# EXERCISE DETAILS:
Which lines of the entries contain the word "porch"? List every such line, treating case as significant.

[Stored items]
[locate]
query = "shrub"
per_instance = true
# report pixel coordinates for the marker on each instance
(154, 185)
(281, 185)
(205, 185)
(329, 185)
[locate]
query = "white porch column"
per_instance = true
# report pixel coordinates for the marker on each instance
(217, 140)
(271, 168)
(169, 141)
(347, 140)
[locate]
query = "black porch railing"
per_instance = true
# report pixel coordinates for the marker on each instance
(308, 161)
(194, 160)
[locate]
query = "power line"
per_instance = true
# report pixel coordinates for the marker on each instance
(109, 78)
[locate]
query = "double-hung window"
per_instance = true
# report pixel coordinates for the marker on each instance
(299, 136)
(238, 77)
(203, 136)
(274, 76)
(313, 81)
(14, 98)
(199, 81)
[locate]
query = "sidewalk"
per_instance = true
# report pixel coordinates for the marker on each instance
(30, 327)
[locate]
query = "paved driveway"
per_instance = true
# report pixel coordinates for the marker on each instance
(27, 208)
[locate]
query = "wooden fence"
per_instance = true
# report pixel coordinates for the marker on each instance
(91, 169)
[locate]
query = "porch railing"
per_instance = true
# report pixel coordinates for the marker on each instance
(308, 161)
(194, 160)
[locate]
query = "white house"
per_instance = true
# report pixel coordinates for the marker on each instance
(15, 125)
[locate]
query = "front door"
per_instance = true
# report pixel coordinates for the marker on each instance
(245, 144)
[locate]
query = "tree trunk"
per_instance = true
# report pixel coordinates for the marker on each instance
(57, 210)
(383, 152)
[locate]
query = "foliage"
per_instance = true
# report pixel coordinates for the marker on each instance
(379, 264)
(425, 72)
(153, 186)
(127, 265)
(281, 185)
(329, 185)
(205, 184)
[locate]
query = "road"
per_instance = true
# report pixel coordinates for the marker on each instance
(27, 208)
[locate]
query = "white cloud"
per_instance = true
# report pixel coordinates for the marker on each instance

---

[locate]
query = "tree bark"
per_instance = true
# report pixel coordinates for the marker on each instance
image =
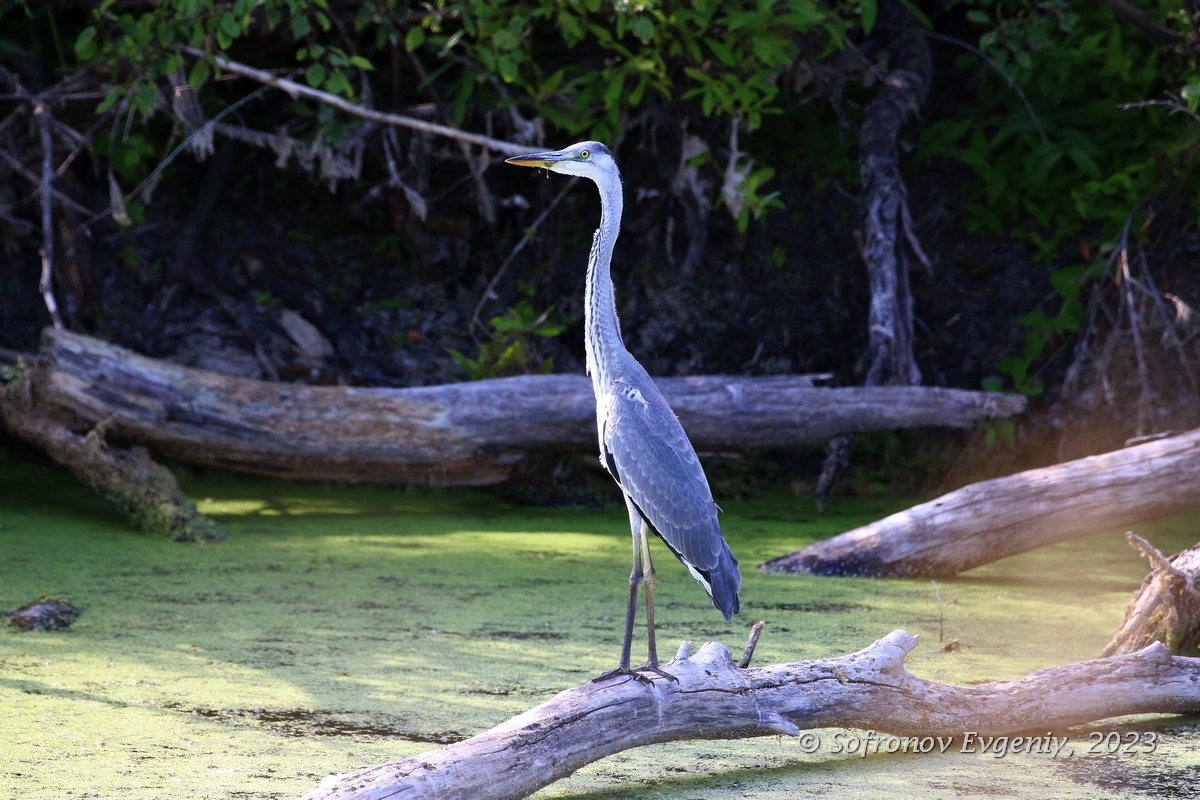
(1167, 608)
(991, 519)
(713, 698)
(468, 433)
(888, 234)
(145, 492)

# RESPONSE TO THE EXERCISE:
query = "white porch column"
query = "black porch railing"
query = "porch railing"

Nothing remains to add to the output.